### WORK ITEM:
A word-for-word copy of the listing is needed. Retype it in full.

### SUPPLIED MATERIAL:
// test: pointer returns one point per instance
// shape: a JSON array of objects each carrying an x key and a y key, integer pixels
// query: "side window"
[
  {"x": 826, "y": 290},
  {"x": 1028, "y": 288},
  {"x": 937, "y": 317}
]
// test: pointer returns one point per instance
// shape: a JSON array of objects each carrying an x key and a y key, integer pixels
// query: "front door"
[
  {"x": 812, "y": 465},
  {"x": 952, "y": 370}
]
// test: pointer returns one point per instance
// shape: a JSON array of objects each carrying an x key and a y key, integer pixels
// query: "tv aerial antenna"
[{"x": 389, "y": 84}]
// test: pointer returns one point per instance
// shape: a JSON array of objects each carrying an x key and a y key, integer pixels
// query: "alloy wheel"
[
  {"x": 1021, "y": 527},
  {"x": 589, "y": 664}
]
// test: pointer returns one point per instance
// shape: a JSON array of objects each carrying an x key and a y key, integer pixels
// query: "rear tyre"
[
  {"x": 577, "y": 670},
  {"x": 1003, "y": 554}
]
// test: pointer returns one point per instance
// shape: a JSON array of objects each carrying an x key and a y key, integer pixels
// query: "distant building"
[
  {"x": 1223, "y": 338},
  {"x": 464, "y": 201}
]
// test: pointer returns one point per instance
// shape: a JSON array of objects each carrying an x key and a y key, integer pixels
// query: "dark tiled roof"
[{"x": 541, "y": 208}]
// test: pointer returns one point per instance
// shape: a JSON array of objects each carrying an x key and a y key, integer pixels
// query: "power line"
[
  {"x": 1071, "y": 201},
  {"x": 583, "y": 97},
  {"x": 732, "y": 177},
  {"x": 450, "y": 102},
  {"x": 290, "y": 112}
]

### SOLUTION TO THE EXERCISE:
// test: pointer returns one point per instance
// shape: a JSON array of objects each carrying an x key and a y key, integer pixels
// query: "side window"
[
  {"x": 826, "y": 290},
  {"x": 1028, "y": 288},
  {"x": 937, "y": 317}
]
// test: pointer returns one point per instance
// shape: a JSON array of objects each carrying an x key and a y key, integer pixels
// query: "front door"
[
  {"x": 812, "y": 465},
  {"x": 952, "y": 370}
]
// test: pointer returns one point per instance
// shape: a JSON array of objects each carrying an x key and a y key, integer pixels
// query: "tv aerial antenna"
[{"x": 389, "y": 84}]
// test: pointer returns one point per instance
// shape: a JSON array of objects each carrying an x key and a y key, integer pixels
// query: "alloy wheel"
[
  {"x": 1021, "y": 527},
  {"x": 589, "y": 664}
]
// test: pointer returns one point per instance
// shape: a JSON array of objects each carrying an x key and a y key, integer pixels
// query: "rear tyre"
[
  {"x": 577, "y": 670},
  {"x": 1003, "y": 554}
]
// test: pointer returns one point per instance
// shape: a JSON array of objects each carrying an x key and a y key, integer pixels
// query: "distant building"
[
  {"x": 1223, "y": 338},
  {"x": 464, "y": 201}
]
// test: pointer returns one point per instance
// shape: a JSON array of objects each carrying an x key and a y key, integer pixels
// query: "dark tiled roof"
[{"x": 541, "y": 208}]
// test: pointer returns one point per instance
// shape: a JSON array of objects each carrying an x key and a y key, integer pixels
// query: "power line"
[
  {"x": 1071, "y": 201},
  {"x": 583, "y": 97},
  {"x": 732, "y": 177},
  {"x": 450, "y": 102},
  {"x": 290, "y": 112}
]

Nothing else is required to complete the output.